-- Begin --

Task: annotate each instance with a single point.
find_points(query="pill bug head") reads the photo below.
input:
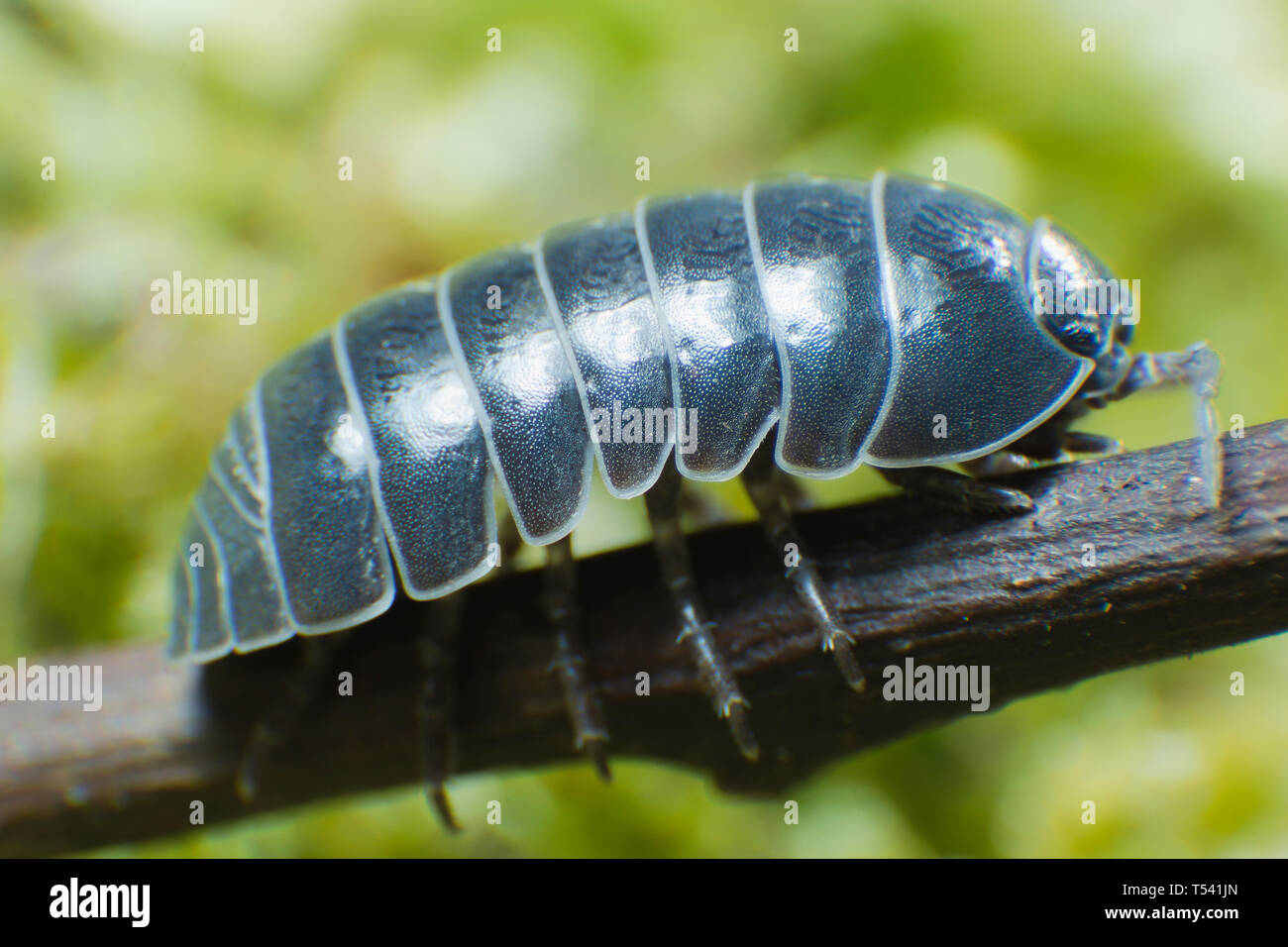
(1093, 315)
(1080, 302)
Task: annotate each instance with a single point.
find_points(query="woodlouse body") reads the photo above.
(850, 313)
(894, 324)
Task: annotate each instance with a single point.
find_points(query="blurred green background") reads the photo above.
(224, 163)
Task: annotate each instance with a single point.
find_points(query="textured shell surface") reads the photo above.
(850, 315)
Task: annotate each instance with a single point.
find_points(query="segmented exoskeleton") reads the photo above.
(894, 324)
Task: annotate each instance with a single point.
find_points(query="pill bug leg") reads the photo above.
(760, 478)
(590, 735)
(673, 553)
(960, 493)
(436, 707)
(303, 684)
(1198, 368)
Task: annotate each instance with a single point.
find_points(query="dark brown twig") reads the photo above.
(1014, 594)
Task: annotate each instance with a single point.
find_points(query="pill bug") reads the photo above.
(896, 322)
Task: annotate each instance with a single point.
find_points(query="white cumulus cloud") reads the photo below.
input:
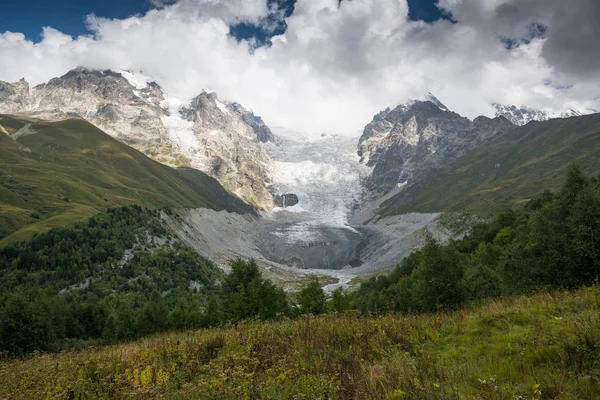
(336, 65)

-- End --

*Direction*. Exactly reproduce the entries above, minus the pictures.

*Completed task*.
Task: annotate each instance with a single point.
find_points(query="pill bug head") reads the photo below.
input:
(1093, 315)
(1080, 302)
Task: annotate each instance with a single point.
find_points(query="woodlouse body") reads the photo above.
(850, 313)
(894, 324)
Task: annotate each instance with a single point.
find_points(query="blurred green background") reads the photo above.
(224, 163)
Task: annotate each instance with a single point.
find_points(query="textured shell surface") reads the photo above.
(850, 315)
Task: annotate each instance with a single point.
find_points(query="segmented exoskeleton") reads the photo above.
(894, 324)
Task: annotate each instance with a single point.
find_points(query="pill bug leg") reads the photo above.
(760, 478)
(590, 735)
(673, 553)
(960, 493)
(436, 707)
(303, 684)
(1198, 368)
Task: annotate each instance with a single point.
find_points(query="dark brown twig") reads the photo above.
(1014, 594)
Task: annotate each instance with a single point.
find_points(query="pill bug") reads the photo above.
(896, 322)
Task: annotate each instance with a single point.
find_points(query="white cumulus cloud") reads the photo below.
input:
(336, 65)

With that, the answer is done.